> [Extrait retenu]:
##########

Des enseignants-maçons, peintres, plombiers…

« Les salaires des enseignants ne sont un secret pour personne. C’est la fonction publique, c’est connu. Un enseignant débutant touche 30 000 DA et chaque 3 ans il est augmenté de 1 500 DA, et après 30 années d’ancienneté, il perçoit entre 40 et 45 000 DA. En parlant de 30 000 ou 36 000 DA voire 50 000 DA pour un père de famille, il est presque impossible de survivre avec un tel salaire », affirme Bachir Kiouas enseignant de français dans un établissement du primaire à Alger.

Et d’en expliquer les raisons évidentes comme l’inflation, la dégradation du pouvoir d’achat, la dévaluation du dinar, etc.

Comment un enseignant fait-il concrètement pour arrondir ses fins des mois et subvenir aux besoins de sa famille ? « Je connais des enseignants qui dispensent des cours particuliers ou dans des écoles privées. Même s’ils font cela il faut savoir que c’est au détriment de leur santé, de leur temps de repos », témoigne M. Kiouas qui est membre de la Coordination des enseignants du cycle primaire à Alger-est.

Plus surprenant encore, notre interlocuteur affirme que des confrères enseignants s’adonnent à des métiers manuels comme la plomberie, la maçonnerie et la peinture, pour arrondir leurs fins de mois.

##########

> [Données enregistrées]:

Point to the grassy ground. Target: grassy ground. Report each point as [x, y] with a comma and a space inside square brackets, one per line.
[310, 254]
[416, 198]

##########

> [Consignes]:
1. Répondez aux questions suivantes à partir de l'extrait sur les salaires des enseignants.
(a) Combien touche un enseignant débutant selon Bachir Kiouas ?
(b) De quelle coordination M. Kiouas est-il membre ?
(c) Quels métiers manuels certains enseignants exercent-ils pour arrondir leurs fins de mois ?
2. Recopiez le passage de l'extrait sur les salaires des enseignants qui va de « Des enseignants-maçons, peintres, plombiers… » jusqu'à « du dinar, etc. » inclus.

> [Réponses par consigne]:
1.
(a) Un enseignant débutant touche 30 000 DA.
(b) Il est membre de la Coordination des enseignants du cycle primaire à Alger-est.
(c) Ils exercent la plomberie, la maçonnerie et la peinture.

2.
Des enseignants-maçons, peintres, plombiers…

« Les salaires des enseignants ne sont un secret pour personne. C’est la fonction publique, c’est connu. Un enseignant débutant touche 30 000 DA et chaque 3 ans il est augmenté de 1 500 DA, et après 30 années d’ancienneté, il perçoit entre 40 et 45 000 DA. En parlant de 30 000 ou 36 000 DA voire 50 000 DA pour un père de famille, il est presque impossible de survivre avec un tel salaire », affirme Bachir Kiouas enseignant de français dans un établissement du primaire à Alger.

Et d’en expliquer les raisons évidentes comme l’inflation, la dégradation du pouvoir d’achat, la dévaluation du dinar, etc.